Task item: The entries that follow need to be reproduced exactly, minus any images.

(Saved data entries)
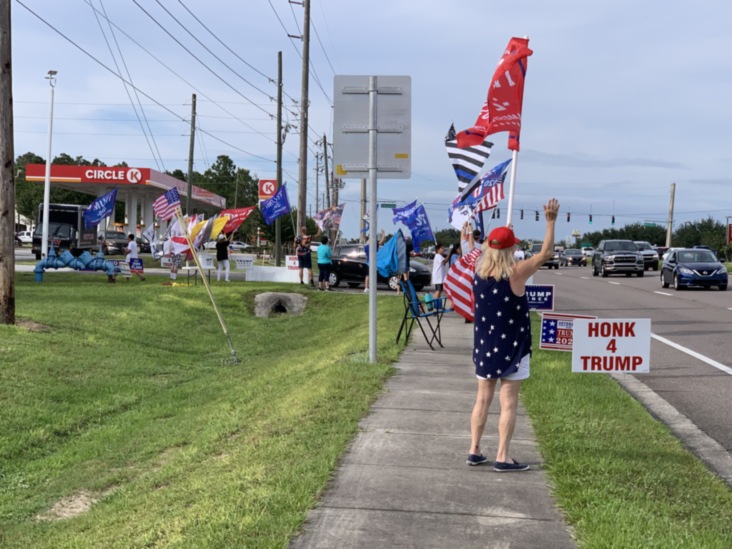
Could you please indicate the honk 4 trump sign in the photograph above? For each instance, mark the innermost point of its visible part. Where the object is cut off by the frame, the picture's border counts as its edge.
(615, 345)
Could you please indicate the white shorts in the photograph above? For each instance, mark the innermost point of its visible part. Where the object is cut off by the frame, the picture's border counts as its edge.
(522, 373)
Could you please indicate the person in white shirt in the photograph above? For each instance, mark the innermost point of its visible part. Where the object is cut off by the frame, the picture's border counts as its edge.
(438, 271)
(131, 253)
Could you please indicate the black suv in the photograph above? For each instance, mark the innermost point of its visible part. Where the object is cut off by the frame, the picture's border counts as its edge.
(617, 257)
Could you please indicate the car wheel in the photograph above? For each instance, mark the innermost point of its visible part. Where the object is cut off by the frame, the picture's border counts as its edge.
(394, 282)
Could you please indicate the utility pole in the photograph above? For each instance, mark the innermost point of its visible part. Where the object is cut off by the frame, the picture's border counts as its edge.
(325, 163)
(7, 177)
(278, 221)
(362, 234)
(303, 172)
(670, 222)
(189, 192)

Written response:
Could you please indicate the honk 4 trump sign in the photograph above? For each instance, mark the innermost point of its visible part. Where the object is cut off by the frame, the picture's border counts as its edge.
(615, 345)
Could you please indicate the white shorts in the photograph above? For each instance, mark the innermost point of its visible part. Where the object is cut off by the frame, the picture's border counts as its edge.
(522, 373)
Could you please indicate the person in white shirt in the photograph above? For each instance, mark the innermost point of its visible part. Where the object is cut off by the frame, the picture's border counts as its edge.
(438, 271)
(131, 253)
Could you please indicate the black suv in the photograph above? For each instance, mark the innermost point of its visible part. Where the object is cut off by the frame, the picture's border counts as its edge.
(617, 257)
Could you please indicate the car wheel in the photograph above? For each instance, mark the innermost point of its visible part. Where the object is cut off by the frame, the picture's border counts as its edge.
(394, 282)
Could you please indicate the utility pole in the photograph above? For each instance, mark the innermost point of its visible part. Where the object is cut off by the frame, the picture's border counts as its edge.
(325, 163)
(7, 177)
(278, 221)
(362, 234)
(303, 172)
(670, 222)
(189, 192)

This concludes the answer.